*What you need to do:* Repeat word for word the lines that begin with the line containing "Place a point on each instance of the winglet, one" and run through the end of the entries, including both ends.

*Stored data:*
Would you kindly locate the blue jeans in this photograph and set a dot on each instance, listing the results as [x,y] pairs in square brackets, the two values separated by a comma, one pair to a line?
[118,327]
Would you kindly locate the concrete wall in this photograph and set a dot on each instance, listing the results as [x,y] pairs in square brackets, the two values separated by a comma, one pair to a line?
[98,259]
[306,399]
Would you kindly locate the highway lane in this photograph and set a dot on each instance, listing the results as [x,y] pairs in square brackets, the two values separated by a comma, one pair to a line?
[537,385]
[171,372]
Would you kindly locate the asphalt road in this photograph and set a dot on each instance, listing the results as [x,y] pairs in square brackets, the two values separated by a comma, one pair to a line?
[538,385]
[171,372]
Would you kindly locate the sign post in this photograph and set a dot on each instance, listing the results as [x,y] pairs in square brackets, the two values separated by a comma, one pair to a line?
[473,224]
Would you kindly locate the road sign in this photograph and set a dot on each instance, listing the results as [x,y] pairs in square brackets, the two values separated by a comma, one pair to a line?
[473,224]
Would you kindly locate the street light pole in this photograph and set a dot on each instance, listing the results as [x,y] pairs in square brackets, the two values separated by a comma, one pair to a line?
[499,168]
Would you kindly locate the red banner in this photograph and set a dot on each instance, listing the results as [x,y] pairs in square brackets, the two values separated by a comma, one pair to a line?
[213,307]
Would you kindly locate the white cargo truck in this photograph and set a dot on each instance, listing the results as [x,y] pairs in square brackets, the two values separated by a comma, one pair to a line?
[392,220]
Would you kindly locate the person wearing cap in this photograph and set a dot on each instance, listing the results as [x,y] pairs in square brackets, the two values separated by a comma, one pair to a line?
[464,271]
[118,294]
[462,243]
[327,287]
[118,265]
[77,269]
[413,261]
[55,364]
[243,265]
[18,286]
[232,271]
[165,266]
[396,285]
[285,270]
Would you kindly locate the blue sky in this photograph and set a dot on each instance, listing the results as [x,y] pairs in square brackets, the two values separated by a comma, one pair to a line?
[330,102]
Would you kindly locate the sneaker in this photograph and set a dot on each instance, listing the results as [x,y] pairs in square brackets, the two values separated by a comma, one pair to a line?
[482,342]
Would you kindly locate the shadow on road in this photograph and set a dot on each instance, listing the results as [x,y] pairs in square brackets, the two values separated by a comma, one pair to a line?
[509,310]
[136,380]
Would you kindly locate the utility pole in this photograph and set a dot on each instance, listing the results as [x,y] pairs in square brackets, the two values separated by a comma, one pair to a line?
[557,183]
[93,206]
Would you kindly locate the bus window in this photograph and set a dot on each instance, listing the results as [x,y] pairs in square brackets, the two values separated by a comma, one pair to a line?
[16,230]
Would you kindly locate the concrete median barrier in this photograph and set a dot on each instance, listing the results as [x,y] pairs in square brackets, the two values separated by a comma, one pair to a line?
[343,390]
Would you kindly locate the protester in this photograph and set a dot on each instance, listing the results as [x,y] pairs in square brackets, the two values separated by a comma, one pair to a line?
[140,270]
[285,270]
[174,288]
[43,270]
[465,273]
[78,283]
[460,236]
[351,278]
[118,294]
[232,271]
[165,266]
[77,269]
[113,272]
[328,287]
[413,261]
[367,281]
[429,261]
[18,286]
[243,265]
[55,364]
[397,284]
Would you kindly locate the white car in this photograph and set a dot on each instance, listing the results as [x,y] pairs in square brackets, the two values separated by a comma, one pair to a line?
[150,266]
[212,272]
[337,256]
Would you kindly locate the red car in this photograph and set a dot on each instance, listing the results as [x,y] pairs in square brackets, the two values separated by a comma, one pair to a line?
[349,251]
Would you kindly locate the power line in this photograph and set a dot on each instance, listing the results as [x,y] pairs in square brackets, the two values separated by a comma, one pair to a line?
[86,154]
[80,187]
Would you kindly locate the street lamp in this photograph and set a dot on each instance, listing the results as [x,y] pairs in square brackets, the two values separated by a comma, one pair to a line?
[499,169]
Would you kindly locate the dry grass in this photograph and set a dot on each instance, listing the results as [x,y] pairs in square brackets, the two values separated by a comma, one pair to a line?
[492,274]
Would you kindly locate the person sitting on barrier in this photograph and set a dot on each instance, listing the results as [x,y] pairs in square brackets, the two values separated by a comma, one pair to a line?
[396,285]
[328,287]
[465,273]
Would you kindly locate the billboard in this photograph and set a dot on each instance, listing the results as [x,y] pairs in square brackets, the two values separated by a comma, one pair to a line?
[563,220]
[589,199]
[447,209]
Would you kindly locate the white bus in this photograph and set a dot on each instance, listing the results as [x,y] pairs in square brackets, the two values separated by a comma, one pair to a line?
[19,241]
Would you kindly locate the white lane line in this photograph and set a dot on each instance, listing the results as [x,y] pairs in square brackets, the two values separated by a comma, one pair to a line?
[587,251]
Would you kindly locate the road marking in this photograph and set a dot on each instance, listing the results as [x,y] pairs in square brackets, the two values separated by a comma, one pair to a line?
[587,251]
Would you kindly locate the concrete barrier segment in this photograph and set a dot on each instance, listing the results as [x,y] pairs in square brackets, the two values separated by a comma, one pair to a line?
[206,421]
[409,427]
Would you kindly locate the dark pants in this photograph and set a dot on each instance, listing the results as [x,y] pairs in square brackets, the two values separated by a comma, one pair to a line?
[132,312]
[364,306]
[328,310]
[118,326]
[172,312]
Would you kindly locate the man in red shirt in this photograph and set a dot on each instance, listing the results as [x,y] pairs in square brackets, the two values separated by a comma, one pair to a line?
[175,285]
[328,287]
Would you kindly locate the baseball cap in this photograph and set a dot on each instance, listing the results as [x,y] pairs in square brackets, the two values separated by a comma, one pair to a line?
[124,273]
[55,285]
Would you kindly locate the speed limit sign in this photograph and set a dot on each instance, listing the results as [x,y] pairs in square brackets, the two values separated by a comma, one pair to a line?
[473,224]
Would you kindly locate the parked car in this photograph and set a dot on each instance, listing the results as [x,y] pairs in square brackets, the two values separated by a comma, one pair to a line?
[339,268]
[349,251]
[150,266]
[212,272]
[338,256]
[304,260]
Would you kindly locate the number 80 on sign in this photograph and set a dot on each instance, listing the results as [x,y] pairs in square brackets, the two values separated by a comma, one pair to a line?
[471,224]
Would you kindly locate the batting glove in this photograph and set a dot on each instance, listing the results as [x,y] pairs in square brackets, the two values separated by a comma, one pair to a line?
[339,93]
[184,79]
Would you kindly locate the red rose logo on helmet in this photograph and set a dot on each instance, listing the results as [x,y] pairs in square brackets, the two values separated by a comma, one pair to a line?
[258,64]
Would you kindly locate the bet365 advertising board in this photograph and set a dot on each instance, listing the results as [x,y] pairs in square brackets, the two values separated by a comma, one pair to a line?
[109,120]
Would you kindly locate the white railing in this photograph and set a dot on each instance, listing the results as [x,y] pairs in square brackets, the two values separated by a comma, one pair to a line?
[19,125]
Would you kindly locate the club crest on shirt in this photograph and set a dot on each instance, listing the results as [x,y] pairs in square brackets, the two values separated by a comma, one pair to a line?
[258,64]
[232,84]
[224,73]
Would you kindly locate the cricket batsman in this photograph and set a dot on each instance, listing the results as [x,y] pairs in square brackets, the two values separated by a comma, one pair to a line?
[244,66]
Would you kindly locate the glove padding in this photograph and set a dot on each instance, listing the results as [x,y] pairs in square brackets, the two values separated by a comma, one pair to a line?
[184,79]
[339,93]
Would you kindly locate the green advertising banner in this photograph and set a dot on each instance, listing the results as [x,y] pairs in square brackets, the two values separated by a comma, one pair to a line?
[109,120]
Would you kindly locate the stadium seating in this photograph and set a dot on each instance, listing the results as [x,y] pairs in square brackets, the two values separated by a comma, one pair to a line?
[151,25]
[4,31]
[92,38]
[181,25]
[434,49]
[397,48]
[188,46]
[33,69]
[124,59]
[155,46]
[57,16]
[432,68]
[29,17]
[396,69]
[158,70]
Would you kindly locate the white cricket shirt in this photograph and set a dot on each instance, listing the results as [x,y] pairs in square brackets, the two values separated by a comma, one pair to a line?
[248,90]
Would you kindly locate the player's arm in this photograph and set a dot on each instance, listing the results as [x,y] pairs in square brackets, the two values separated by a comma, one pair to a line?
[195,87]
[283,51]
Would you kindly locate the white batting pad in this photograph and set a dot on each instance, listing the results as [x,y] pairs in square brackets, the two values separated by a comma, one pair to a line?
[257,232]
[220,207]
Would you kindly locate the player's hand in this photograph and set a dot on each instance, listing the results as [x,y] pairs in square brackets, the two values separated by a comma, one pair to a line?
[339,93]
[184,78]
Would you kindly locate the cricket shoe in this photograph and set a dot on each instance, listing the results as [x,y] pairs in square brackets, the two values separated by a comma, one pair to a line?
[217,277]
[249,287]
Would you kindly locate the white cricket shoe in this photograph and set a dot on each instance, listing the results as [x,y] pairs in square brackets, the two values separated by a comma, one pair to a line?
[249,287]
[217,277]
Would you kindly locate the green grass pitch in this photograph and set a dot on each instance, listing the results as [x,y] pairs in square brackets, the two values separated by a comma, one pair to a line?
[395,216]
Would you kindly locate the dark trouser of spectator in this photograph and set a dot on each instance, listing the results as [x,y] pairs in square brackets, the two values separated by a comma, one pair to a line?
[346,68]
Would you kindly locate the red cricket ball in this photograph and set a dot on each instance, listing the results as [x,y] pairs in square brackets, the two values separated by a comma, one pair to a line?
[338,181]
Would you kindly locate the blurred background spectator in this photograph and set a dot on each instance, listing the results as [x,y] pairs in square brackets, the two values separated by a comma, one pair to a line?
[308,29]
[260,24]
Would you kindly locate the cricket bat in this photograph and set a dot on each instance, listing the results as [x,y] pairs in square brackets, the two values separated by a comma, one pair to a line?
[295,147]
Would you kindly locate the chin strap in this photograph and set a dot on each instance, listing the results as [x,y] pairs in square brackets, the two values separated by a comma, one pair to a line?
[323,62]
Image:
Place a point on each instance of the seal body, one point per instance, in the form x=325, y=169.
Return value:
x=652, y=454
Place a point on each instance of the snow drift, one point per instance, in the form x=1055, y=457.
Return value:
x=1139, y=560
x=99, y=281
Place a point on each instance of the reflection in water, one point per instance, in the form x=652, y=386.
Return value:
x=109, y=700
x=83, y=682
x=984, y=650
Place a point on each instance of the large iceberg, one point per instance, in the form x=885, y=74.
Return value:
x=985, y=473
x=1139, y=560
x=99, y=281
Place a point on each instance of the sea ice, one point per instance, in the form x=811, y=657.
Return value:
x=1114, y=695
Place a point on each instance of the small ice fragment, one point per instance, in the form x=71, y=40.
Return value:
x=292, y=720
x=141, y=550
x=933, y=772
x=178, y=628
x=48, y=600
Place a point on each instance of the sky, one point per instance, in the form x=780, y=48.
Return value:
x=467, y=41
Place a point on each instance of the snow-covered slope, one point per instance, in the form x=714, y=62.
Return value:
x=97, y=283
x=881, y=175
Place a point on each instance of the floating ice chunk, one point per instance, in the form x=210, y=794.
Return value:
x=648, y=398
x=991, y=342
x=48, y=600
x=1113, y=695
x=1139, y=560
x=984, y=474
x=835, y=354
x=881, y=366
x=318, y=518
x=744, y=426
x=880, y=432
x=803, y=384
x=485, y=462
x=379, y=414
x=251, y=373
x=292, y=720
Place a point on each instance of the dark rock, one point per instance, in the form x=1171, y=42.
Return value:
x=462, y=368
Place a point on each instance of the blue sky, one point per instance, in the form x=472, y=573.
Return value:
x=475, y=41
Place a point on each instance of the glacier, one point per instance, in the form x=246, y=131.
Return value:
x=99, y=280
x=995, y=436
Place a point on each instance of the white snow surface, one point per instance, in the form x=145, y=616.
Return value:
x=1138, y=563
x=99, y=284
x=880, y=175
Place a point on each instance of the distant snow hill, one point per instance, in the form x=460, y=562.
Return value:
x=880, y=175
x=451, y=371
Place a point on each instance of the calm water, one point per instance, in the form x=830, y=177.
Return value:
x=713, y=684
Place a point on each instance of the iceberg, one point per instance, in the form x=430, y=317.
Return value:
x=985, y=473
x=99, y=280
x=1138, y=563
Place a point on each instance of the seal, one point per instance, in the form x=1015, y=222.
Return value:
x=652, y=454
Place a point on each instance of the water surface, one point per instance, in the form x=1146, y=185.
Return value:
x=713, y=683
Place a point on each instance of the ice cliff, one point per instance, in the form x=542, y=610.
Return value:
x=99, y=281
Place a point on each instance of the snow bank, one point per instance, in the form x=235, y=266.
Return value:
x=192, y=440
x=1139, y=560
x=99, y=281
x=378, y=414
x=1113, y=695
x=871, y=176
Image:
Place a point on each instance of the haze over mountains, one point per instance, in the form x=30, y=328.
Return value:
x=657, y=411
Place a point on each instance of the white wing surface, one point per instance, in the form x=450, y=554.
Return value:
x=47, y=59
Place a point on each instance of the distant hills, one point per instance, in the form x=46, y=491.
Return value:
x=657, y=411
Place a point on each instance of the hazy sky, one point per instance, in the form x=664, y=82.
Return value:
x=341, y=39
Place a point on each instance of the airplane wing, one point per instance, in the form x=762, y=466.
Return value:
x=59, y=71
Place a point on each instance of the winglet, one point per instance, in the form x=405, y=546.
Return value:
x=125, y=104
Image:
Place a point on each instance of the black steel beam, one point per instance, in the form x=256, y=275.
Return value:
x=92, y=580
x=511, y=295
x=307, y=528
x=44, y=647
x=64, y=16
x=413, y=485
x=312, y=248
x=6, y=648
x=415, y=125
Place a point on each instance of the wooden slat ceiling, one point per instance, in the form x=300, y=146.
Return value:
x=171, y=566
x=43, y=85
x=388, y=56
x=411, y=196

*Task answer:*
Place a point on each instance of the winglet, one point per instance, in the form x=405, y=546.
Return value:
x=125, y=104
Image:
Place a point on each instance of the black steel beam, one point per instance, in the form x=256, y=275.
Return value:
x=92, y=580
x=511, y=295
x=307, y=528
x=44, y=647
x=64, y=16
x=413, y=485
x=312, y=248
x=6, y=648
x=415, y=125
Place a point on each instance of the wooden slat ceiling, one point per instance, in the form x=300, y=146.
Return value:
x=171, y=566
x=43, y=85
x=388, y=56
x=411, y=196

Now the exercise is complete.